═══ Task data ═══

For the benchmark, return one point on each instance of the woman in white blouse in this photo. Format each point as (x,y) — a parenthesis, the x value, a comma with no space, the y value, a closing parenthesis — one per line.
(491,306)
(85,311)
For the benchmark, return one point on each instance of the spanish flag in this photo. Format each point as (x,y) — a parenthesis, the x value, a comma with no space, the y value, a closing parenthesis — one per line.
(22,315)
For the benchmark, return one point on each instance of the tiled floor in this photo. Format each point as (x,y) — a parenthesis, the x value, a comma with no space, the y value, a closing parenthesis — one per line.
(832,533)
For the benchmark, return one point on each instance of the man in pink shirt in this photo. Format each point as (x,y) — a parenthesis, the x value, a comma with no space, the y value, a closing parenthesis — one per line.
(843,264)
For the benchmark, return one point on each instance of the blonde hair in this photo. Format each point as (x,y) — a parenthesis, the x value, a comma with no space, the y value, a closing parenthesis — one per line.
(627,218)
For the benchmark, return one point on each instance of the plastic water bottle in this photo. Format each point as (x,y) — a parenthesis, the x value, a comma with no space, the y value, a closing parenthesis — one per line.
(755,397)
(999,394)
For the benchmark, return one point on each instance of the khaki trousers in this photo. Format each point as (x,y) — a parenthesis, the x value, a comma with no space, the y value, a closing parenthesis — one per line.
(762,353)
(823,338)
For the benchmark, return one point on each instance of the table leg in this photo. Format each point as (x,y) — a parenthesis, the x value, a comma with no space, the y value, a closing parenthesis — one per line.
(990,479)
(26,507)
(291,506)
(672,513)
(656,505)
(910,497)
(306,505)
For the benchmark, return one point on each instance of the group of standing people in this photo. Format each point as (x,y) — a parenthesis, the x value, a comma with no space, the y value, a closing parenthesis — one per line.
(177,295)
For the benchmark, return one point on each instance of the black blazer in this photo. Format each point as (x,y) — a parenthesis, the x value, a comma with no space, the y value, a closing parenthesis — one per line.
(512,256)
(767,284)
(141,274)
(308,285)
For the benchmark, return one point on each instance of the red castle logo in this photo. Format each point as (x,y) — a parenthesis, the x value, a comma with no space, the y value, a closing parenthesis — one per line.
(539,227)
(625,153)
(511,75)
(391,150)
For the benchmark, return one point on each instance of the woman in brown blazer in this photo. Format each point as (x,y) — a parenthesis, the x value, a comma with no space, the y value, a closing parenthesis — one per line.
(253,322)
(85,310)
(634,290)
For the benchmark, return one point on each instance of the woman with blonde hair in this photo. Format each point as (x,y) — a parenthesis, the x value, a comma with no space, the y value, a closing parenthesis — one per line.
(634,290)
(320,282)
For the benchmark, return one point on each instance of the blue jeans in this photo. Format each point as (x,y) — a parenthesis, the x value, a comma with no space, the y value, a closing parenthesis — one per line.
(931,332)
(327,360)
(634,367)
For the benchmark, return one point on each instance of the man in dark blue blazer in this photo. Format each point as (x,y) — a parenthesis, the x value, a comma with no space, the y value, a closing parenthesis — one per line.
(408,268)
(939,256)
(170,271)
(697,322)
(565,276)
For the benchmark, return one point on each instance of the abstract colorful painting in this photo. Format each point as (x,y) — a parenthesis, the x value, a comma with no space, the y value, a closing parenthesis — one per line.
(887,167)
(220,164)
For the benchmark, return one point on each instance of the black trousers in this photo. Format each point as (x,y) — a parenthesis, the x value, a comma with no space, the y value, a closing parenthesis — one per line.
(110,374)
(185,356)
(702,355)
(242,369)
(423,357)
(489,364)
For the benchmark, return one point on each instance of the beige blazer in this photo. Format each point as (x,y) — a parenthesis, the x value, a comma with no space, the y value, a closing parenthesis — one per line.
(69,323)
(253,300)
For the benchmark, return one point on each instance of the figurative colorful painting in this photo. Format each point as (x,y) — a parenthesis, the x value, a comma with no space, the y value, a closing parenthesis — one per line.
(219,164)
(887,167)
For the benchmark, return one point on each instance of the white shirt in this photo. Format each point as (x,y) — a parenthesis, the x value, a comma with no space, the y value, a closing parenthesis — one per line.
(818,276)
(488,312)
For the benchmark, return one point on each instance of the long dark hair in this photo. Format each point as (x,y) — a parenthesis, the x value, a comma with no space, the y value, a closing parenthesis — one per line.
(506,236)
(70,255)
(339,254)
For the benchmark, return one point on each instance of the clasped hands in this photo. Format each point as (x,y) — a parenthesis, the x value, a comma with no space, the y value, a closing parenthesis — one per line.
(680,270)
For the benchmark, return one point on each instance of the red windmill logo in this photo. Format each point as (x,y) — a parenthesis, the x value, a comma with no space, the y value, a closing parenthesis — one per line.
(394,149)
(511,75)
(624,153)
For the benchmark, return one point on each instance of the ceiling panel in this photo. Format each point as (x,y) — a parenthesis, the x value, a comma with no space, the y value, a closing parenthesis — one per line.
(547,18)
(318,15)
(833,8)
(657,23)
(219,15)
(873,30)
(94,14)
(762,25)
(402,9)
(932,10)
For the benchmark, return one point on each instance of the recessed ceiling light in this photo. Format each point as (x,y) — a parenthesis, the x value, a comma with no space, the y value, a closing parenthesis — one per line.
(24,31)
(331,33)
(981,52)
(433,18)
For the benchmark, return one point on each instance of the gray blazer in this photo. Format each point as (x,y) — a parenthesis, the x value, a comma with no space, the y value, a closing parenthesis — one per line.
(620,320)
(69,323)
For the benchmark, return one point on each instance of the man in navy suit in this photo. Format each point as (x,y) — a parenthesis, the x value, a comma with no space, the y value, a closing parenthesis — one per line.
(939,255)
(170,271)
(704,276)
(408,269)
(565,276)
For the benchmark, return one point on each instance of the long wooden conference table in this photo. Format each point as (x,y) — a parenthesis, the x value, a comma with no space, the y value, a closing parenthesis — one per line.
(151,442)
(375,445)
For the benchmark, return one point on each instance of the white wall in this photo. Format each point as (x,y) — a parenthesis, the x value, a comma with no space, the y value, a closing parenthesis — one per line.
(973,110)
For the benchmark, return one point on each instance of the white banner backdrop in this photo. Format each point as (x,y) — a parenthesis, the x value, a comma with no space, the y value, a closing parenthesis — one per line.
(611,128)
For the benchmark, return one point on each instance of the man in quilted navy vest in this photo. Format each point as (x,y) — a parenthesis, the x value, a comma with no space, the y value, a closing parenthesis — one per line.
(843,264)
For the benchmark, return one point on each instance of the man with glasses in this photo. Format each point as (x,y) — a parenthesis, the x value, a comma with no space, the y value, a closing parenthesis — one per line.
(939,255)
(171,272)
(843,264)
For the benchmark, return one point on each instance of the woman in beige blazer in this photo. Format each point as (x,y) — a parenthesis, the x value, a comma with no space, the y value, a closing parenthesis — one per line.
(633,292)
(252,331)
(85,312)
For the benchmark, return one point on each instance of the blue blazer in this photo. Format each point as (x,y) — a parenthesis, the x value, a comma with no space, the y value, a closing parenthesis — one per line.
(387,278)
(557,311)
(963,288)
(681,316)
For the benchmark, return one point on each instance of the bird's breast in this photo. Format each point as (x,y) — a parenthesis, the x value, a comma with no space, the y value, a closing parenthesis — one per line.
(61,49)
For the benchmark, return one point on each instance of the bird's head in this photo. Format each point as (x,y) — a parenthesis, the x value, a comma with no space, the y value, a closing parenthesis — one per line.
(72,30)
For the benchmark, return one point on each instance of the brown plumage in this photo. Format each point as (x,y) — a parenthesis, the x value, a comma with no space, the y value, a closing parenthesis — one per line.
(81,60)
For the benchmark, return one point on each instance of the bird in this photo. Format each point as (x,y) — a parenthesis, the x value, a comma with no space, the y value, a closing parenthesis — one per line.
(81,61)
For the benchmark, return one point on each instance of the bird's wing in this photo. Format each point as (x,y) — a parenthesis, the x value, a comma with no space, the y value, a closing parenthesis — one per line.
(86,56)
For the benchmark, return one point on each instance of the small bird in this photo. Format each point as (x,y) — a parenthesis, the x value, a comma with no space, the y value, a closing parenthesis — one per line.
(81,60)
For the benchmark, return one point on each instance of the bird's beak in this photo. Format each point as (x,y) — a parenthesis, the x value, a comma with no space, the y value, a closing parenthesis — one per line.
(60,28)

═══

Each line from the one containing "the bird in" to the end of the listing above should be copied exactly, and nothing else.

[Answer to the exercise]:
For the benchmark, return one point on each instance of the bird in this photo. Format each point as (x,y) — a parenthesis, the x value, a comma with no space, the y value, a closing parenthesis — one per line.
(81,61)
For the benchmark, return one point on each instance of the bird's wing in this photo. Format each point as (x,y) — a parenthesis, the x value, a comma with no space, the y value, a closing parenthesis — one per line.
(86,56)
For the benchmark, return one point on each instance of the small bird in this photo. Format each point as (x,y) — a parenthesis, the x value, a comma with no space, the y value, a closing parenthesis — one per line.
(81,60)
For the benchmark, return one point on each instance of the bird's beak in this photo. Format each point as (x,y) — a parenthesis, the x value, a comma with no space, the y value, a closing parenthesis — one per line.
(60,28)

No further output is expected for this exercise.